• _Text excerpt_
◆ ◆ ◆ ◆ ◆ ◆ ◆

I recently began to working on reservse mortgages...interesting and a great financial tool for those with equity, who need or want tax free money from their equity. Funds received from this loan DO NOT affect Social Security or Medicare benefits (However, certain benefits, might be affected). The homeowner is required to continue to pay the annual property taxes and homeowners insurance.
What is a reverse mortgage?
Well, it is a non-conventional loan that allows individuals 62 or older to convert some of their equity into tax free funds. No repayment is required until the property is no longer a residence. The loan can be obtained on owner occupied properties (up to 4 unit).
The amount of loan that an individual can receive from a reverse mortgage is based upon a HUD formula.
The loan can be received by the individual in a number of ways...lump sum, a line of credit that can be used or not used and can grow over time, or a monthly amount of funds, or a combination of the ways.
And guess what, no income, employment or credit requirements are applicable to those who apply. Fees in originating this loans are highly regulated and borrowers are required to obtain counseling before entering to a reverse mortgage so they understand the workings of a reverse mortgage.
Of course, I recommend consulting your attorney so make sure no benefits that the individual is receiving will not be affected. The determining factor is if these program take into consideration the amount of assets the individual holds.
In closing, the reverse mortgage is a useful financial planning tool that can allow older individuals to utilize the equity in their home without the hassles of making a substantial monthly housing payment on a monthly basis.

◆ ◆ ◆ ◆ ◆ ◆ ◆

• _Tasks to complete_
• A. Reproduce the reverse mortgage text from "The amount of loan" up to and including "a reverse mortgage.".
• B. According to the reverse mortgage text, how old must individuals be to obtain a reverse mortgage?
• C. Render this sentence from the reverse mortgage text in Spanish: "The amount of loan that an individual can receive from a reverse mortgage is based upon a HUD formula."
The items stored here have no connection to the reverse mortgage text.

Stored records
◆ ◆ ◆ ◆ ◆ ◆ ◆

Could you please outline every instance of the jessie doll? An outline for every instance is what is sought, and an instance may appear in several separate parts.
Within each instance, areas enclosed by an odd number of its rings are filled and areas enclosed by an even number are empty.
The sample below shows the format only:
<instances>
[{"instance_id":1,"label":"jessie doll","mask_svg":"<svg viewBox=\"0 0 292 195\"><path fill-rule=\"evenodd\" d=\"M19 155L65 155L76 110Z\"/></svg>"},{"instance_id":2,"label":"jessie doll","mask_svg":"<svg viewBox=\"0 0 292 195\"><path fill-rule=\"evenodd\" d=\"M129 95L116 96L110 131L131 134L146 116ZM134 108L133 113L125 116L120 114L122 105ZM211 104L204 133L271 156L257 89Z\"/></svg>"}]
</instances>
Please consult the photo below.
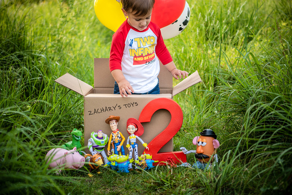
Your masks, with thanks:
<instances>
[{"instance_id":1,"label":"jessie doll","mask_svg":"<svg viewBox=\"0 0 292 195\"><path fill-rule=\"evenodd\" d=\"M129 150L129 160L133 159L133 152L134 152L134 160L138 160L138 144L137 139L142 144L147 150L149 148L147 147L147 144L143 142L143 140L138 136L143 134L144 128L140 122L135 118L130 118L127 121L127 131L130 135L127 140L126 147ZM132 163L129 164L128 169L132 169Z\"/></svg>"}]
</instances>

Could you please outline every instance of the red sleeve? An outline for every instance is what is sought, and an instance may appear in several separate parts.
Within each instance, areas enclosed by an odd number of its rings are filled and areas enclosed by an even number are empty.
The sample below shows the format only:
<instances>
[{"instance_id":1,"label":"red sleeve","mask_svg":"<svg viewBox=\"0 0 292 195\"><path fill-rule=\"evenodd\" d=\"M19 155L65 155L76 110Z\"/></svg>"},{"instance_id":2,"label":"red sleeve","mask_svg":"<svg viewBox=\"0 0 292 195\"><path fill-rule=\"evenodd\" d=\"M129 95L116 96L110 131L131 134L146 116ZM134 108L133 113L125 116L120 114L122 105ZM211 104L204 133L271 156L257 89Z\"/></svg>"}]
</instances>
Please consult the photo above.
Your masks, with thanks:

◆ ◆ ◆ ◆ ◆ ◆ ◆

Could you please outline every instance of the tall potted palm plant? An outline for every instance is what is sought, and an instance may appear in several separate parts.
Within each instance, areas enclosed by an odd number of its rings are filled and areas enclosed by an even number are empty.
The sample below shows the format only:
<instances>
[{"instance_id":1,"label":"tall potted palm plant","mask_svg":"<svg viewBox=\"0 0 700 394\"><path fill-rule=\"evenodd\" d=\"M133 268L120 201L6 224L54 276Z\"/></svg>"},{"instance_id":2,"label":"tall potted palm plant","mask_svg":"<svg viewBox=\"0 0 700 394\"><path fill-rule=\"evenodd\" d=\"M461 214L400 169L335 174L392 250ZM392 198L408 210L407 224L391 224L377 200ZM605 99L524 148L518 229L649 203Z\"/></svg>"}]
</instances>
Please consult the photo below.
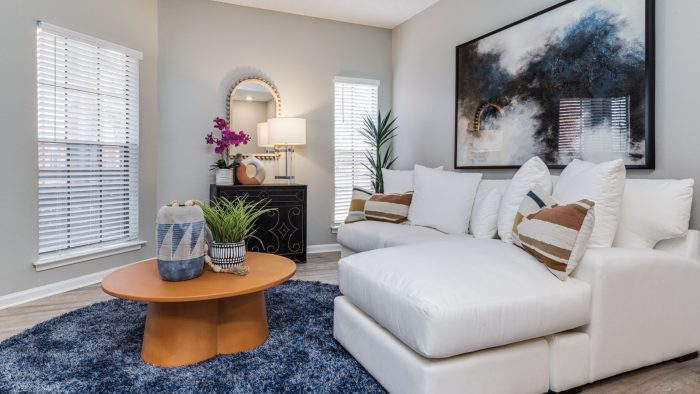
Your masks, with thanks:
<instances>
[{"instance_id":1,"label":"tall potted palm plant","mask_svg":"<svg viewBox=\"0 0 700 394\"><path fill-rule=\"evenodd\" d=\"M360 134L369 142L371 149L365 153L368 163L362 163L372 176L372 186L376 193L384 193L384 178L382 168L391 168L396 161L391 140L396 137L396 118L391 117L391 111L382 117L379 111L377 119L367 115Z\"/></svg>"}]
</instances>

◆ ◆ ◆ ◆ ◆ ◆ ◆

• _Task solutions_
• A.
The amount of loan that an individual can receive from a reverse mortgage is based upon a HUD formula.
The loan can be received by the individual in a number of ways...lump sum, a line of credit that can be used or not used and can grow over time, or a monthly amount of funds, or a combination of the ways.
And guess what, no income, employment or credit requirements are applicable to those who apply. Fees in originating this loans are highly regulated and borrowers are required to obtain counseling before entering to a reverse mortgage so they understand the workings of a reverse mortgage.

• B. 62 or older.

• C. La cantidad del préstamo que una persona puede recibir de una hipoteca inversa se basa en una fórmula del HUD.